Sua tarefa:
Edite o trecho sobre Maria Bethânia e transcreva-o de "Maria Bethânia, 77" a "a crença católica.", trocando "exposição" por "mostra".

Trecho do documento:
══════════════════════════════

Maria Bethânia, 77 anos, sim, está viva. Quente. Plena no dom que Nossa Senhora lhe deu – em vídeo que está na exposição, a cantora diz não ter intimidade para falar direto com Deus, por isso recorre a sua mãe, segundo a crença católica.

No entanto, no show de despedida da turnê Fevereiros no último dia 10 de março, em São Paulo, ao ser chamada ao palco pelo público para um segundo bis, Bethânia disse: “Iaiá está cansada”. Caberá aos seus súditos – eles a chamam de “rainha”, inspirados por Wally Salomão -, no futuro, recolherem as folhas que ela espalhou com sua música e se banhar nas águas onde ela pisou. “Bethânia é raiz e antena. Ela, sim, é trapezista. Está sempre no risco”, resume Bia.

══════════════════════════════

Informações fornecidas:
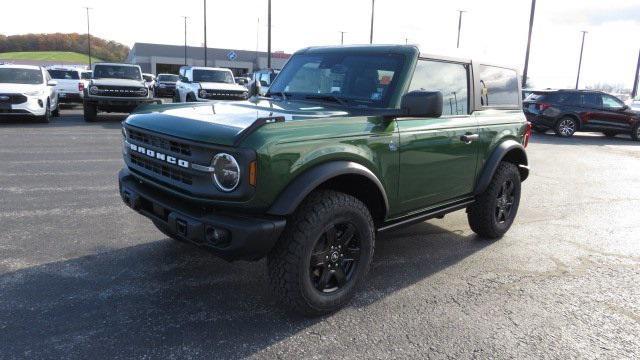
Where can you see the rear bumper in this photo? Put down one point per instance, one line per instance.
(248, 237)
(540, 120)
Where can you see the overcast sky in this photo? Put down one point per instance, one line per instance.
(493, 30)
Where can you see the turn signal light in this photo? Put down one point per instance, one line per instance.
(253, 173)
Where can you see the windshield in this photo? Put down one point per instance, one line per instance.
(168, 78)
(212, 76)
(64, 74)
(21, 76)
(117, 72)
(360, 80)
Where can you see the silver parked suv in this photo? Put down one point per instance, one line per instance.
(115, 88)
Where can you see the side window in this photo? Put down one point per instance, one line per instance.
(611, 103)
(498, 86)
(265, 79)
(591, 100)
(450, 79)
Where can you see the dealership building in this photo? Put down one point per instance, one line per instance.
(158, 58)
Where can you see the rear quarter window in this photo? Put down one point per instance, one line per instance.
(498, 87)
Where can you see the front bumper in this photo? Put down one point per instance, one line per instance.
(249, 237)
(66, 98)
(165, 91)
(34, 106)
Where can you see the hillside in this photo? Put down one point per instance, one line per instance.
(62, 56)
(76, 43)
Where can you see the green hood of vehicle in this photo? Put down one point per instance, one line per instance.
(222, 122)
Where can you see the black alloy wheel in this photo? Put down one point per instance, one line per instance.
(505, 201)
(335, 257)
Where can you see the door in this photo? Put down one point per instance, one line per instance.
(436, 163)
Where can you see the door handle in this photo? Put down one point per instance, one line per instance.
(469, 138)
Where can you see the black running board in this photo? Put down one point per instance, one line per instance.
(426, 215)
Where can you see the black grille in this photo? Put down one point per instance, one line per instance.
(164, 170)
(158, 142)
(225, 94)
(12, 99)
(119, 91)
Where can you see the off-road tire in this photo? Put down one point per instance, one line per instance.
(562, 123)
(56, 112)
(90, 112)
(482, 213)
(289, 261)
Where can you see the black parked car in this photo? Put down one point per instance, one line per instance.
(568, 111)
(165, 85)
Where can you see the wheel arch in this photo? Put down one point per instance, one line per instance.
(510, 151)
(345, 176)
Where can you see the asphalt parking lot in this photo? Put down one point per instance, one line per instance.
(82, 276)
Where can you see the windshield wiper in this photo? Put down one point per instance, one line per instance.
(282, 94)
(328, 97)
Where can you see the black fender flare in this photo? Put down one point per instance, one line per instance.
(505, 148)
(297, 190)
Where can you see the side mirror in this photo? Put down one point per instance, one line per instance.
(422, 104)
(254, 89)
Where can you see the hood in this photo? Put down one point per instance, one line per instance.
(118, 82)
(222, 122)
(18, 88)
(222, 86)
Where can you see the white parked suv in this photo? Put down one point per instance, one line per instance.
(70, 86)
(149, 80)
(205, 83)
(27, 90)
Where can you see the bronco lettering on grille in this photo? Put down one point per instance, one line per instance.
(160, 156)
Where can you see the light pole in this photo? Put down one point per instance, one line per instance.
(205, 33)
(373, 8)
(526, 57)
(185, 40)
(88, 36)
(634, 93)
(580, 62)
(269, 35)
(459, 26)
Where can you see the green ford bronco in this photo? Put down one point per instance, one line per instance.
(348, 142)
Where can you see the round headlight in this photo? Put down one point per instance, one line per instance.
(226, 172)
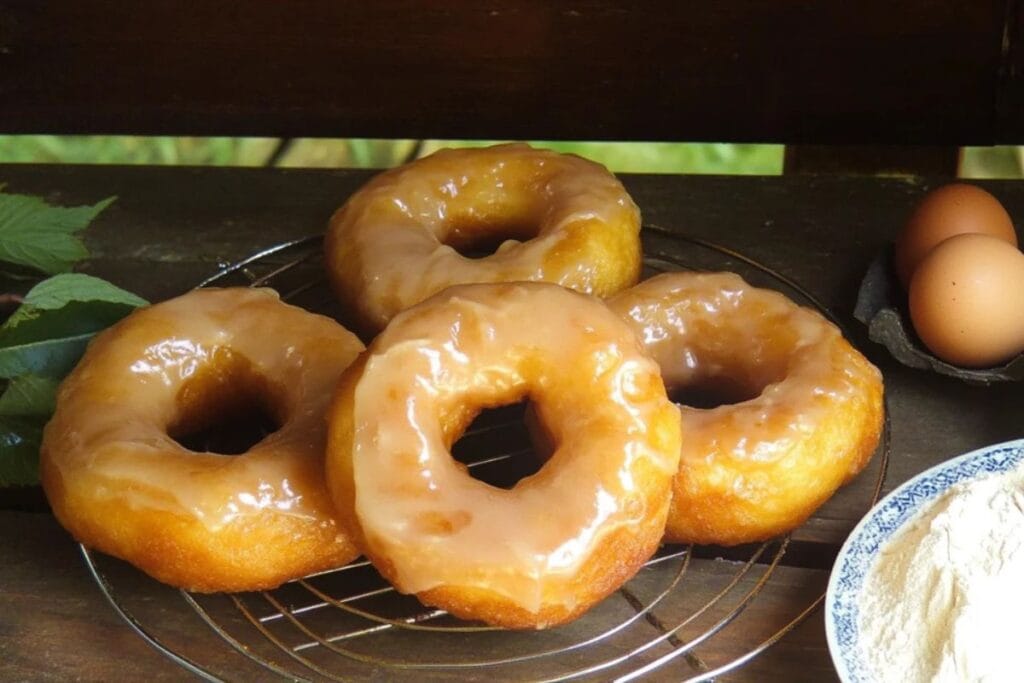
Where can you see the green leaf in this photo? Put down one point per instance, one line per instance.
(30, 395)
(39, 236)
(48, 333)
(19, 441)
(56, 291)
(49, 357)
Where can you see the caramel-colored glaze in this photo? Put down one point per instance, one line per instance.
(119, 481)
(558, 218)
(758, 468)
(560, 540)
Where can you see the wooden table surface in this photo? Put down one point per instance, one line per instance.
(171, 227)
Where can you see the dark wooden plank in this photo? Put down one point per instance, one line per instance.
(745, 70)
(55, 625)
(171, 227)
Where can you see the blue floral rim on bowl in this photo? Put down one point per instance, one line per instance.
(881, 522)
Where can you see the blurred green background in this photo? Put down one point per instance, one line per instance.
(1000, 162)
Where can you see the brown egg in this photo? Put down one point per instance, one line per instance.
(944, 212)
(967, 300)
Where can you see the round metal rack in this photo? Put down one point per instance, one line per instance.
(349, 624)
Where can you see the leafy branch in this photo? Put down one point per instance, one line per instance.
(43, 339)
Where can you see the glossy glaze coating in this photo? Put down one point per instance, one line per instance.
(808, 418)
(120, 482)
(544, 551)
(558, 218)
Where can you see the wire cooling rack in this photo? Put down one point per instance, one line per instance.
(349, 624)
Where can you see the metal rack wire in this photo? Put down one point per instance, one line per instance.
(349, 623)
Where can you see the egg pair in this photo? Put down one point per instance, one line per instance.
(958, 259)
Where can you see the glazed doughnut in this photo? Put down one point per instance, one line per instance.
(560, 540)
(553, 217)
(810, 417)
(120, 482)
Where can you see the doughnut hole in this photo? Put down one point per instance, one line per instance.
(480, 239)
(226, 407)
(709, 392)
(498, 447)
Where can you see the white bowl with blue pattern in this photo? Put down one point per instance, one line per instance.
(882, 521)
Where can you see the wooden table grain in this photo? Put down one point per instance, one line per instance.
(171, 227)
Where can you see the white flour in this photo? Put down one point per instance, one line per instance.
(945, 599)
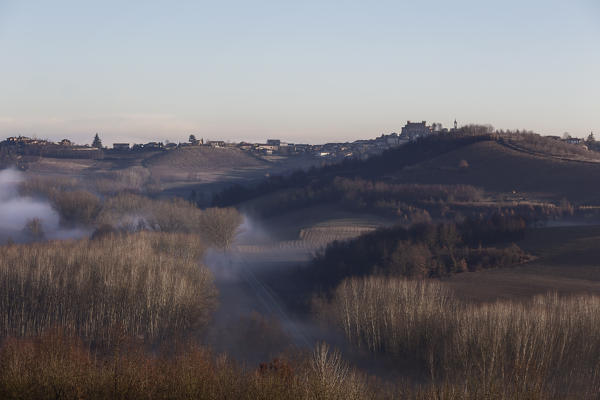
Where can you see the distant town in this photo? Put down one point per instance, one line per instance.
(364, 148)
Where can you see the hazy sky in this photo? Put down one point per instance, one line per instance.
(303, 71)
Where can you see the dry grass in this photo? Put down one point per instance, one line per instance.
(147, 285)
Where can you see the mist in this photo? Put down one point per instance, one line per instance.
(253, 323)
(17, 210)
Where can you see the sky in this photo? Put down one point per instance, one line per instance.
(301, 71)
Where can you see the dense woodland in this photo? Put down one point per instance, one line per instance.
(124, 310)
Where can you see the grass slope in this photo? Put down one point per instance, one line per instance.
(498, 168)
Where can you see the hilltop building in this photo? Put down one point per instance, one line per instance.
(121, 146)
(414, 130)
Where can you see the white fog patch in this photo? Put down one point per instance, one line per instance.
(17, 210)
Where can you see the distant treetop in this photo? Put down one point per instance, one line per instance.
(97, 143)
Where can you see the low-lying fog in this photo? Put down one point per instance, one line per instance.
(16, 211)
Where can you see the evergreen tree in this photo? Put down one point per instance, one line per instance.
(97, 143)
(591, 139)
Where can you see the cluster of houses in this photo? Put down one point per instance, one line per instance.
(359, 148)
(356, 149)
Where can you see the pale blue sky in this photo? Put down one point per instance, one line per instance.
(302, 71)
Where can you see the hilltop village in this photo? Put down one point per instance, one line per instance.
(21, 145)
(362, 149)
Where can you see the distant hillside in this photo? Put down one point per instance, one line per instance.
(203, 157)
(501, 166)
(497, 167)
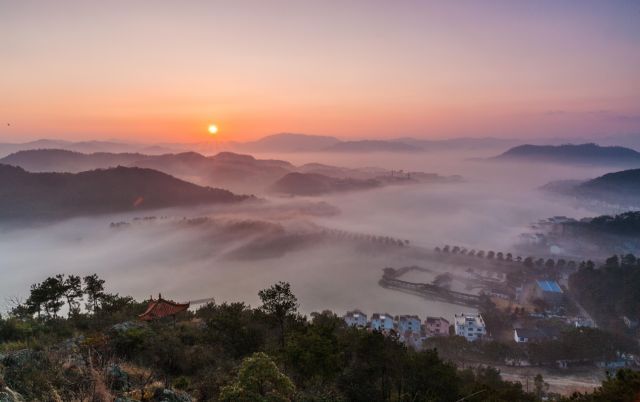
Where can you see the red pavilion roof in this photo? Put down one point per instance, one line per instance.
(161, 308)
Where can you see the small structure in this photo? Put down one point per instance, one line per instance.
(408, 323)
(436, 326)
(549, 291)
(355, 318)
(382, 322)
(161, 308)
(630, 322)
(526, 335)
(470, 326)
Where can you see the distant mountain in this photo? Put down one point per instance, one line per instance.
(619, 184)
(590, 154)
(37, 196)
(625, 140)
(236, 172)
(460, 143)
(58, 160)
(619, 188)
(311, 184)
(242, 173)
(85, 147)
(287, 142)
(372, 146)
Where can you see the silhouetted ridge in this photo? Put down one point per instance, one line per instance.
(56, 195)
(570, 153)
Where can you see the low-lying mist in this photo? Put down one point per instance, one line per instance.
(238, 250)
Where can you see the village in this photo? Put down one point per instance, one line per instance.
(524, 304)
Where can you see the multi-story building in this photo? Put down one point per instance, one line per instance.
(382, 322)
(470, 326)
(355, 318)
(436, 326)
(408, 323)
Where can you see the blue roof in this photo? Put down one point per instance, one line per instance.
(549, 286)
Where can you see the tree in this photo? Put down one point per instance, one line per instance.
(73, 292)
(612, 262)
(540, 387)
(259, 380)
(46, 296)
(94, 288)
(53, 288)
(280, 303)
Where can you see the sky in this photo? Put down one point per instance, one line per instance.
(162, 71)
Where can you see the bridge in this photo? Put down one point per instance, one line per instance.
(389, 280)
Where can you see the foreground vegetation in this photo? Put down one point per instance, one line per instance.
(228, 352)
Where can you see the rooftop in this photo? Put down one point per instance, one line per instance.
(549, 286)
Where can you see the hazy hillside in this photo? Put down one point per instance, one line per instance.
(242, 173)
(460, 143)
(372, 146)
(590, 154)
(615, 188)
(84, 147)
(25, 195)
(310, 184)
(287, 142)
(59, 160)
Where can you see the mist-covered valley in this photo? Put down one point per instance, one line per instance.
(322, 245)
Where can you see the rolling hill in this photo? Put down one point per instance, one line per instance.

══════════════════════════════

Resultado da tarefa:
Maria Bethânia, 77 anos, sim, está viva. Quente. Plena no dom que Nossa Senhora lhe deu – em vídeo que está na mostra, a cantora diz não ter intimidade para falar direto com Deus, por isso recorre a sua mãe, segundo a crença católica.